## Document excerpt

>>>>

Mom’s fight for child pits state against international law

Mom’s fight for child pits state against international law »Play Video
Lisa Kirkman in a Skype interview Monday.

PORTLAND, Ore. - A Canadian mother described her fight to free her son from Oregon foster care as “torturous” on Monday in a case that pits the state against federal law and the Hague Convention.

A year and a half ago, Noah Kirkman came to Oregon during summer vacation as a 10-year-old to visit his stepfather in Lane County, and it was there that he was put in protective custody.

Noah’s mother, Lisa, said her son, now 12, was taken because he was not with a person considered a parent even though his stepfather raised him.

“That sounds like something if you’re visiting a country in the Middle East or North Korea or something, but the U.S.? The state of Oregon?” said Lisa Kirkman by Skype from her home in Calgary.

“It’s torturous - like getting your heart ripped out,” she said about the year and a half she’s been separated from her son.

She’s gone on a public campaign to get her son back by lobbying politicians on both sides of the border and by doing interviews.

On one interview with CTV, Kirkman explained what happened in 2008 when she sent Noah to the small town of Oakridge, Ore. with her husband.

“The cops recognized other kids, of course, (but) didn’t recognize my son (and) kept seeing this child who said he’s Canadian,” she said in that interview.

Police said they saw Noah around town several times, trespassing at the city’s industrial park, and sitting alone on a fence. They said after questioning the boy he could not explain who he was staying with and why. When they ran his name, they found a past with Canadian Social Services. They then referred him to the DHS.

 His mother said Noah has severe ADHD and other anxiety disorders that kept him from clearly explaining his situation.

“What it literally says on the court order is the reason for keeping Noah is that I abandoned Noah down there, and that I neglected him by sending him down to Oregon to stay with someone who does not have parental authority,” she said in the CTV interview. “John is the only father Noah knows.”

She said Noah had his birth certificate, passport and a note that said his stepfather had permission to care for him.

Kirkman said she believes the real issue is that she’s an outspoken cannabis activist. She was convicted for growing medical marijuana without a permit and was sentenced to ten hours of community service. That conviction was not enough to lose Noah then or his sister now.

“They didn’t take my daughter - my daughter’s seven. Why not send him to my parents or to my sister?” she said in the Skype interview. “It simply just does not make sense to me why my son should be down in the Oregon foster care system taking up a space that could be better used to help a child from Oregon.”

DHS said it is working to return the child to Canada and a hearing date will be set on Tuesday.

Juvenile records in the case are closed and the Department of Human Services doesn’t comment on these types of cases.

<<<<

## Dataset excerpts

>>>>

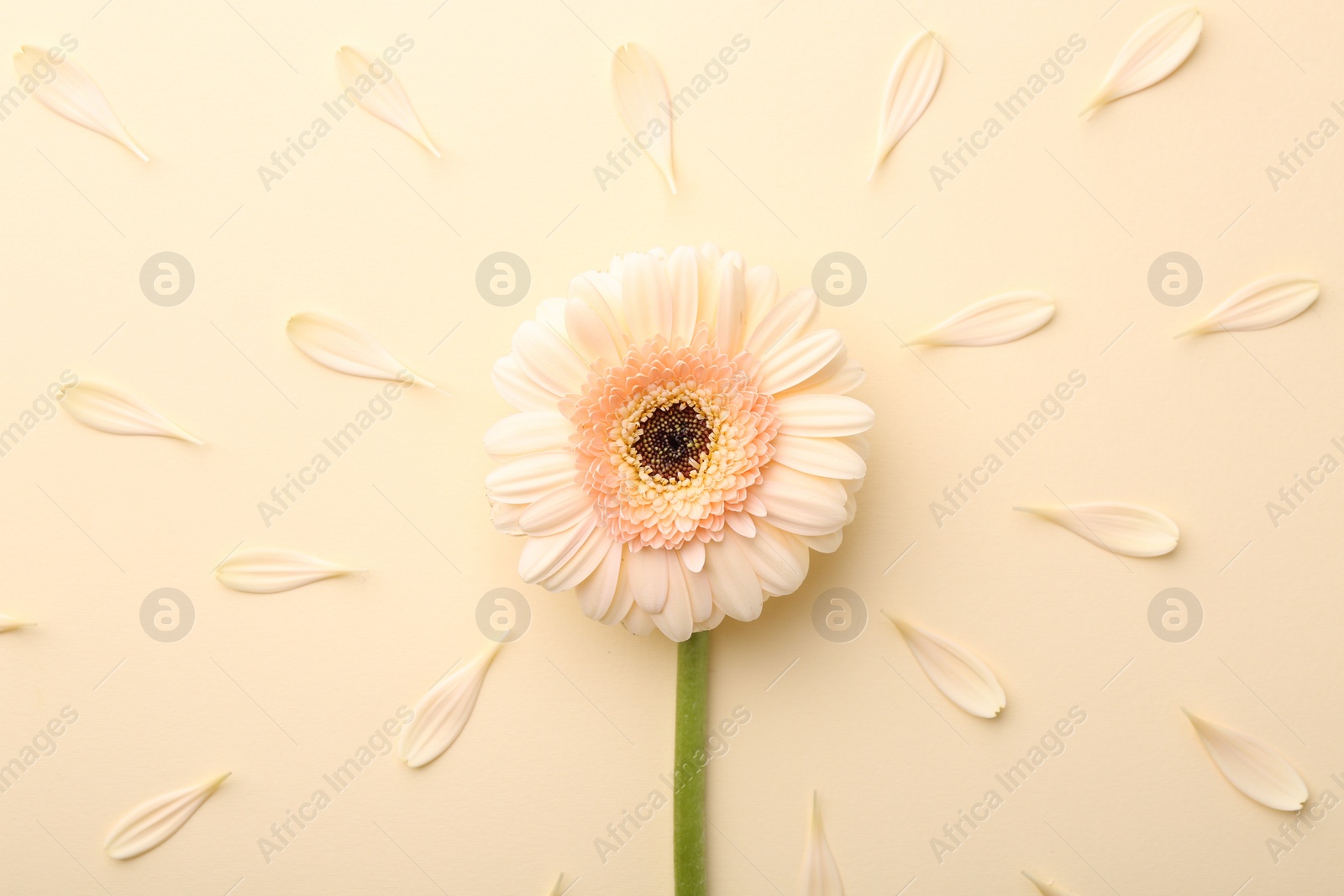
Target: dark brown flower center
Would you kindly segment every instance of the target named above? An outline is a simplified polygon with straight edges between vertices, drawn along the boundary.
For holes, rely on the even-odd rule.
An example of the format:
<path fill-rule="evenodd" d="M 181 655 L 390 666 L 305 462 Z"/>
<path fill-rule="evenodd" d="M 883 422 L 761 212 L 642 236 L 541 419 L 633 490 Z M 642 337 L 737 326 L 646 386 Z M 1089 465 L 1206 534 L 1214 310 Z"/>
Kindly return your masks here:
<path fill-rule="evenodd" d="M 710 449 L 710 423 L 689 404 L 664 404 L 640 422 L 630 449 L 649 476 L 668 481 L 689 477 Z"/>

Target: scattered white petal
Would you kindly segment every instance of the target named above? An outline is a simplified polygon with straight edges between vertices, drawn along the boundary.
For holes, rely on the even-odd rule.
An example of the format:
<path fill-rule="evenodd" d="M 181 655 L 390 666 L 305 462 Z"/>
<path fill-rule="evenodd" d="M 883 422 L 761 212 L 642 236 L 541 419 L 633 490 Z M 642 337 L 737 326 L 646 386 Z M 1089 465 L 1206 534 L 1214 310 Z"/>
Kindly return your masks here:
<path fill-rule="evenodd" d="M 1087 117 L 1107 102 L 1152 87 L 1176 71 L 1195 51 L 1203 28 L 1204 16 L 1191 4 L 1172 7 L 1149 19 L 1121 48 L 1082 114 Z"/>
<path fill-rule="evenodd" d="M 44 64 L 47 73 L 54 73 L 55 77 L 35 74 L 34 69 L 39 64 Z M 108 98 L 98 90 L 98 85 L 69 56 L 59 64 L 52 64 L 46 50 L 24 44 L 19 52 L 13 54 L 13 67 L 20 79 L 31 78 L 38 85 L 32 95 L 43 106 L 77 125 L 83 125 L 89 130 L 116 140 L 140 156 L 141 160 L 149 161 L 149 156 L 126 133 L 117 113 L 108 103 Z M 47 78 L 51 79 L 47 81 Z"/>
<path fill-rule="evenodd" d="M 1243 286 L 1208 317 L 1176 334 L 1216 333 L 1223 329 L 1266 329 L 1290 321 L 1317 300 L 1321 285 L 1310 277 L 1277 274 Z"/>
<path fill-rule="evenodd" d="M 425 133 L 425 126 L 415 114 L 415 109 L 411 106 L 411 99 L 406 95 L 402 82 L 396 79 L 396 75 L 386 64 L 382 64 L 386 79 L 375 82 L 370 73 L 372 66 L 374 63 L 353 47 L 341 47 L 336 51 L 336 77 L 340 78 L 340 86 L 345 87 L 347 93 L 353 90 L 359 95 L 359 107 L 375 118 L 382 118 L 392 128 L 410 134 L 421 146 L 434 153 L 434 159 L 439 159 L 438 146 Z M 360 90 L 359 85 L 362 82 L 372 86 L 367 90 Z"/>
<path fill-rule="evenodd" d="M 650 145 L 640 146 L 649 154 L 653 164 L 667 177 L 668 187 L 676 193 L 676 179 L 672 175 L 672 120 L 667 109 L 672 107 L 668 85 L 659 69 L 657 59 L 634 43 L 626 43 L 616 50 L 612 59 L 612 86 L 616 90 L 616 110 L 621 114 L 630 134 L 645 133 Z M 652 125 L 657 125 L 656 128 Z M 655 133 L 659 132 L 659 133 Z"/>
<path fill-rule="evenodd" d="M 184 787 L 156 797 L 132 809 L 108 834 L 105 849 L 113 858 L 134 858 L 177 833 L 200 803 L 219 790 L 231 772 L 211 778 L 198 787 Z"/>
<path fill-rule="evenodd" d="M 1195 725 L 1199 739 L 1219 771 L 1239 791 L 1270 809 L 1297 811 L 1306 802 L 1306 782 L 1273 747 L 1262 740 L 1200 719 L 1189 709 L 1181 712 Z"/>
<path fill-rule="evenodd" d="M 363 328 L 325 312 L 301 312 L 285 325 L 289 341 L 323 367 L 352 376 L 394 380 L 410 386 L 433 383 L 415 376 Z"/>
<path fill-rule="evenodd" d="M 1043 880 L 1036 880 L 1035 877 L 1032 877 L 1027 872 L 1023 872 L 1021 876 L 1025 877 L 1027 880 L 1030 880 L 1032 884 L 1036 885 L 1036 889 L 1040 891 L 1040 896 L 1074 896 L 1073 893 L 1070 893 L 1063 887 L 1055 887 L 1054 881 L 1051 881 L 1051 883 L 1047 884 Z"/>
<path fill-rule="evenodd" d="M 24 619 L 15 619 L 13 617 L 7 617 L 0 613 L 0 631 L 13 631 L 15 629 L 23 629 L 24 626 L 38 625 L 36 622 L 27 622 Z"/>
<path fill-rule="evenodd" d="M 1001 345 L 1035 333 L 1055 316 L 1044 293 L 1004 293 L 964 308 L 911 345 Z"/>
<path fill-rule="evenodd" d="M 868 180 L 878 167 L 906 136 L 938 90 L 942 78 L 943 50 L 931 31 L 925 31 L 906 44 L 887 78 L 887 95 L 882 98 L 882 120 L 878 122 L 878 156 L 872 161 Z"/>
<path fill-rule="evenodd" d="M 65 391 L 60 406 L 85 426 L 116 435 L 164 435 L 200 445 L 191 433 L 177 427 L 163 414 L 130 392 L 114 386 L 81 380 Z"/>
<path fill-rule="evenodd" d="M 844 883 L 840 868 L 827 842 L 827 832 L 821 829 L 821 806 L 817 794 L 812 794 L 812 821 L 808 825 L 808 845 L 802 853 L 802 877 L 798 881 L 800 896 L 844 896 Z"/>
<path fill-rule="evenodd" d="M 402 731 L 399 754 L 411 768 L 438 759 L 466 727 L 500 642 L 491 643 L 465 666 L 429 689 L 415 704 L 415 717 Z"/>
<path fill-rule="evenodd" d="M 1160 557 L 1175 551 L 1180 540 L 1180 529 L 1169 516 L 1137 504 L 1097 501 L 1013 509 L 1035 513 L 1101 548 L 1129 557 Z"/>
<path fill-rule="evenodd" d="M 219 564 L 215 578 L 234 591 L 276 594 L 347 572 L 363 570 L 343 567 L 297 551 L 261 549 L 233 555 Z"/>
<path fill-rule="evenodd" d="M 896 619 L 886 610 L 883 613 L 910 645 L 910 653 L 915 654 L 929 681 L 948 700 L 981 719 L 993 719 L 1008 704 L 999 678 L 980 657 L 931 631 Z"/>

<<<<

## Work order 1
In the Noah Kirkman article, how old was Noah when he came to Oregon to visit his stepfather?
## Work order 2
According to the Noah Kirkman article, what led police to refer Noah to the DHS?

## Exercise result 1
He was 10 years old.

## Exercise result 2
Police had seen him around town several times, trespassing at the city's industrial park and sitting alone on a fence, and when questioned he could not explain who he was staying with or why. Running his name turned up a past with Canadian Social Services, so they referred him to the DHS.